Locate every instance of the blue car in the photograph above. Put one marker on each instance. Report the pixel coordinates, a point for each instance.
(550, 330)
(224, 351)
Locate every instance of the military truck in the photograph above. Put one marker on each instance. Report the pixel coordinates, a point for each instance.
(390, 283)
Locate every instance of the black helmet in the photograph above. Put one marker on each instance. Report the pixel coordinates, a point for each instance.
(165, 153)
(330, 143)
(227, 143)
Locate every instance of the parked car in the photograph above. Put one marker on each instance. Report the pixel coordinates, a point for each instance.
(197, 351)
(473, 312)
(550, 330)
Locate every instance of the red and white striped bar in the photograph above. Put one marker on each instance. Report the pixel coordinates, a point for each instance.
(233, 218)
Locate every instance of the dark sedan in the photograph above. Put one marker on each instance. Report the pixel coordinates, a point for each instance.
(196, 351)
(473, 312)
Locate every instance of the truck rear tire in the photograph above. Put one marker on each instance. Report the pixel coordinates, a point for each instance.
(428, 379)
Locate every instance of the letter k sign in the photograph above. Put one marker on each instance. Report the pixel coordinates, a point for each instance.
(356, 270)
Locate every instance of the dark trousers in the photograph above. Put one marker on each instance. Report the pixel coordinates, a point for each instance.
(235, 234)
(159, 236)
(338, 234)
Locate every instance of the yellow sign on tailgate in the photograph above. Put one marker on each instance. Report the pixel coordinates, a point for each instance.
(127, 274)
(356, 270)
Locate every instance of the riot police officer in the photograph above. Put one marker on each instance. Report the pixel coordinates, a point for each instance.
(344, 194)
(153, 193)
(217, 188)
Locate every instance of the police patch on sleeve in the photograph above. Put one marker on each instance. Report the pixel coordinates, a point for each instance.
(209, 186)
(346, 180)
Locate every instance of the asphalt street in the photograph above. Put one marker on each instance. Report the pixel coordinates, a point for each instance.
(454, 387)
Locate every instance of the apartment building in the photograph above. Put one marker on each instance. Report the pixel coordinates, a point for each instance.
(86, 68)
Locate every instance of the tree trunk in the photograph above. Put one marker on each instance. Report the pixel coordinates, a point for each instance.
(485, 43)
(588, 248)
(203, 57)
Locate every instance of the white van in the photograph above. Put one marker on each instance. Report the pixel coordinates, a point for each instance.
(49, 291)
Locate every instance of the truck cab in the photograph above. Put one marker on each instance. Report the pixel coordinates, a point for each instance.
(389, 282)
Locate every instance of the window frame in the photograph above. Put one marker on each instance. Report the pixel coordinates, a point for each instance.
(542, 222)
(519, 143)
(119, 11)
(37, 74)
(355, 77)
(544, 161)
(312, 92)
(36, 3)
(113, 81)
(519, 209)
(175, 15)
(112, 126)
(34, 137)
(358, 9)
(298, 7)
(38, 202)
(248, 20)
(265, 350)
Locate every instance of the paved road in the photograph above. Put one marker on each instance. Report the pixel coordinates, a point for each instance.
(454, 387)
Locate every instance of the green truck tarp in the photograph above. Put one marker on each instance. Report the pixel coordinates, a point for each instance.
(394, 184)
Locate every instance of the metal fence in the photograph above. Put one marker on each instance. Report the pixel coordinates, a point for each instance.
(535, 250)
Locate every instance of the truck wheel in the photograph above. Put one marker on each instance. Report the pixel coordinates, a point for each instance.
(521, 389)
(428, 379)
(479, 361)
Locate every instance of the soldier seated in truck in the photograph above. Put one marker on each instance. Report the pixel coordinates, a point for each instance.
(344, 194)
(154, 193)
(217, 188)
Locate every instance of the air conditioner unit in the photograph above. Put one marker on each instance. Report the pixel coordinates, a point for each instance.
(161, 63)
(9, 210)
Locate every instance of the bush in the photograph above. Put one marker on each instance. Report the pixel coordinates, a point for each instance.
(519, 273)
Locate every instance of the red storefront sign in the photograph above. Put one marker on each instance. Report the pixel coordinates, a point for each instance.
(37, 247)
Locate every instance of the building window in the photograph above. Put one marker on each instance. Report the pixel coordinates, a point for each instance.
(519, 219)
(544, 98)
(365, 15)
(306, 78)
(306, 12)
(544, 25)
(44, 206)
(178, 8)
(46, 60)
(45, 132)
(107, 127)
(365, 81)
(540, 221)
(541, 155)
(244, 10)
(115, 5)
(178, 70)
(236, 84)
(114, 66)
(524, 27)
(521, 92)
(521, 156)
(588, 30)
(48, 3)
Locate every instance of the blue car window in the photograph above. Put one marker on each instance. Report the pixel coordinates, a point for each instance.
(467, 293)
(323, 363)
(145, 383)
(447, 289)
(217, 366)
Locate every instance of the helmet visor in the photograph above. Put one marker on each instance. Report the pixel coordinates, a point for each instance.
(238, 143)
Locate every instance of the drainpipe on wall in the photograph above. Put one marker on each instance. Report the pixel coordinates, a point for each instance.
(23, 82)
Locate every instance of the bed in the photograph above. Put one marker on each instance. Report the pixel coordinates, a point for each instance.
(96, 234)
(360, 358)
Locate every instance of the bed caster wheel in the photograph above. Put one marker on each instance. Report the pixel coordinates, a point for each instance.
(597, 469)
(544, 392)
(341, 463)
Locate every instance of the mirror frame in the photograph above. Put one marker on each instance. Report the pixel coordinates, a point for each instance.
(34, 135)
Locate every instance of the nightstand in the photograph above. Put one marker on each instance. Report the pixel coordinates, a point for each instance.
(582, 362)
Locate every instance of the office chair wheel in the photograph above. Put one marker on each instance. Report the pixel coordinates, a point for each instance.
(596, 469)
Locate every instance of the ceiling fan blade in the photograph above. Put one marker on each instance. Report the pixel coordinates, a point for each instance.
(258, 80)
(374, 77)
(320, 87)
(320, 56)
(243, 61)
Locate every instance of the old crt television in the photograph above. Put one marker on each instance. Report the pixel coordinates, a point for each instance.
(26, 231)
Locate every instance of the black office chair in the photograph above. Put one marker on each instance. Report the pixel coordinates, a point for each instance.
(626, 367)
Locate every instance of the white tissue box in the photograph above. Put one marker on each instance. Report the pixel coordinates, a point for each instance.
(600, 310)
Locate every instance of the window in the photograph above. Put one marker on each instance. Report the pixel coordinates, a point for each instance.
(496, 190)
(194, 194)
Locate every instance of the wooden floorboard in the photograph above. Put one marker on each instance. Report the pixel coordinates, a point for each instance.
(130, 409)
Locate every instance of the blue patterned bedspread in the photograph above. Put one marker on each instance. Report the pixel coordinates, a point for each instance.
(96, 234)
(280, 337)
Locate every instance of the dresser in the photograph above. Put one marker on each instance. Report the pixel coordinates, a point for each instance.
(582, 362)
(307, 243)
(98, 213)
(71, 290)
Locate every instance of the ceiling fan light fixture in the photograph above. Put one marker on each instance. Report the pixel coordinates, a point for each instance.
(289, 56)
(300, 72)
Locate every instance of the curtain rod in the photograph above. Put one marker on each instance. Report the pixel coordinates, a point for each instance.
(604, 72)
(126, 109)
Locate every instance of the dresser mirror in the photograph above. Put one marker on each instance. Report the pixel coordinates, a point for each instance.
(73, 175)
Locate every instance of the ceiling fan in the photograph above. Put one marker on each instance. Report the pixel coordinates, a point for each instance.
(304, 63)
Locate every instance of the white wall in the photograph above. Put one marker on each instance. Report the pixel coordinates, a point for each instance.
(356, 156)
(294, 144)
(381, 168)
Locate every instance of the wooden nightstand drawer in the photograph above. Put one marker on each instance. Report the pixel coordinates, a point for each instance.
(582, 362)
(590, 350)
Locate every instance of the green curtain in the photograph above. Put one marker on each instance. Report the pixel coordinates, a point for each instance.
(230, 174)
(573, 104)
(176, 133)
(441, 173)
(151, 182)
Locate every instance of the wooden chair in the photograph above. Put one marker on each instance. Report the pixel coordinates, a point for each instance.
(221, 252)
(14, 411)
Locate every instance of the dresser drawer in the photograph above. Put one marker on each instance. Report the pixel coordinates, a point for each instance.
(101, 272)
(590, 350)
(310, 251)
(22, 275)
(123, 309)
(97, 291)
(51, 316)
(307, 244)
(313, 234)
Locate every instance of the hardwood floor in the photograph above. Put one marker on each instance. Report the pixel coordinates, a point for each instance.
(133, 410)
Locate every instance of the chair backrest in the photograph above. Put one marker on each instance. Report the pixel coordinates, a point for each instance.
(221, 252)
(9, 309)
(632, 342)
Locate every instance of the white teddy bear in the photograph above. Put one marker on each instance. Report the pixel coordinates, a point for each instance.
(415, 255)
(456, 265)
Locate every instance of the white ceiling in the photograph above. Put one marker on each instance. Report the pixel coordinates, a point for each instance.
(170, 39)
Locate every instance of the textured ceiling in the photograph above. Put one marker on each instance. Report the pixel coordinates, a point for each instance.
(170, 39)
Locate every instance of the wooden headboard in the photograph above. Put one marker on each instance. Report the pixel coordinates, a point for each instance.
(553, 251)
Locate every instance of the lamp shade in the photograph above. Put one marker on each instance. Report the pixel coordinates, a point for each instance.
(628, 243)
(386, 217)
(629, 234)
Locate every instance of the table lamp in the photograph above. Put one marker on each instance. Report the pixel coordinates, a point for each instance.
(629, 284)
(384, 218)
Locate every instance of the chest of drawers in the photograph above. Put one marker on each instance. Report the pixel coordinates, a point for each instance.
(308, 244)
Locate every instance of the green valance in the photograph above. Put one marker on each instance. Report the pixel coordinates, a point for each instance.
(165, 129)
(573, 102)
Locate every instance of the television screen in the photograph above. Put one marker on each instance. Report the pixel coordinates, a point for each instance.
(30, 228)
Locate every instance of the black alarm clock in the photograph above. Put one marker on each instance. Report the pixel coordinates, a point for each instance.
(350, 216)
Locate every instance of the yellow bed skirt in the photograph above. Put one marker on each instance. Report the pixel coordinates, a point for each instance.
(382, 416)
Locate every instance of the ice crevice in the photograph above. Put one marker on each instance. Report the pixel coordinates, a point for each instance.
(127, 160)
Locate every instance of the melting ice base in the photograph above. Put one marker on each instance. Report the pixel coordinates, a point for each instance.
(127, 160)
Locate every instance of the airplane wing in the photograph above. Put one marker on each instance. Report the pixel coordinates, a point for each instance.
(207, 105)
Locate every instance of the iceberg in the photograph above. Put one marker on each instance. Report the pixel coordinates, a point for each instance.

* Given task
Starting at the line that contains "Locate every instance of the airplane" and ending at the last line of the listing, format those lines as a JSON list of strings, one string per line, with blank lines omitted.

* The completed task
[
  "Locate every instance of the airplane wing in the photograph above. Put one marker on each instance. Report the pixel coordinates, a point for each instance.",
  "(207, 105)",
  "Locate every instance of the iceberg in the photograph above. Put one marker on each instance. Report the pixel coordinates, a point for each instance."
]